▸ Records:
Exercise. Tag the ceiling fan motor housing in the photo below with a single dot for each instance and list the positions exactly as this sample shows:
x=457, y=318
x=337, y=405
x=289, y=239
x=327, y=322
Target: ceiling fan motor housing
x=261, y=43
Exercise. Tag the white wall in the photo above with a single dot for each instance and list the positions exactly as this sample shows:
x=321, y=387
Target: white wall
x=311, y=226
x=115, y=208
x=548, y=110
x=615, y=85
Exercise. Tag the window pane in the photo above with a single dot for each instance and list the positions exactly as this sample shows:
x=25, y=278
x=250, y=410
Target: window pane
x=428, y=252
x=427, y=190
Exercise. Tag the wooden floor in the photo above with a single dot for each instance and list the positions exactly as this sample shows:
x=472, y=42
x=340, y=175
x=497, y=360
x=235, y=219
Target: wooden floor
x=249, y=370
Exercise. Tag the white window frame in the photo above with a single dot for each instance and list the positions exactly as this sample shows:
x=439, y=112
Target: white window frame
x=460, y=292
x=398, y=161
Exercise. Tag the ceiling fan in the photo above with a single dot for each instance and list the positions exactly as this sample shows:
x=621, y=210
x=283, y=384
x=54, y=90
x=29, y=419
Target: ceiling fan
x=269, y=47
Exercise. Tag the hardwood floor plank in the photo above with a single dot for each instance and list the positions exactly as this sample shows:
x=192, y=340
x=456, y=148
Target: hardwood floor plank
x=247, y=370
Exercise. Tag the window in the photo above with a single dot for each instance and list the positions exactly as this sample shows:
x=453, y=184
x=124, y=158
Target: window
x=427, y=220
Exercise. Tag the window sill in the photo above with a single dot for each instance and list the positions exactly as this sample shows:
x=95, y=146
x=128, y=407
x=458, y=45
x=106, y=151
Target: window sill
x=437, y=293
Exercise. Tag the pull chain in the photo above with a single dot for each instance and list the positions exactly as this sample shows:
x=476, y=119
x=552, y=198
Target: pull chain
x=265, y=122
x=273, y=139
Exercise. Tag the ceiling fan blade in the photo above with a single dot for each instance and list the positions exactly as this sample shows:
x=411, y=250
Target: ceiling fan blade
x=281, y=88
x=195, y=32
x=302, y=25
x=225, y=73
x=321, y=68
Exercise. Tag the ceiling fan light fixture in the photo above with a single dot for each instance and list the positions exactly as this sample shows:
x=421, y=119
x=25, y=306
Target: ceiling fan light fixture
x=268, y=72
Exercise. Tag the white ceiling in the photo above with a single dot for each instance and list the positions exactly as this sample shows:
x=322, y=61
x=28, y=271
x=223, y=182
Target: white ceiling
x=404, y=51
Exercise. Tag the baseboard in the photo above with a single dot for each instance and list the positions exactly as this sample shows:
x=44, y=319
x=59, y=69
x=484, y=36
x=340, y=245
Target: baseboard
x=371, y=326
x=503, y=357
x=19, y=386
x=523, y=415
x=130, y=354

▸ Work instruction:
Retype the portion of the data above that starts on the line with "x=128, y=407" and finishes on the line with "x=411, y=250", including both of those lines.

▸ Response:
x=128, y=407
x=458, y=45
x=106, y=151
Target: window sill
x=437, y=293
Exercise. Tag the pull chain in the photo above with a single dot for each instance and list the positions exactly as this sample shows:
x=476, y=119
x=552, y=198
Target: pull chain
x=265, y=122
x=273, y=139
Exercise. Tag the ceiling fan blade in the photo above with a single dot for each instance and list the positions exactly as this sample shows:
x=411, y=250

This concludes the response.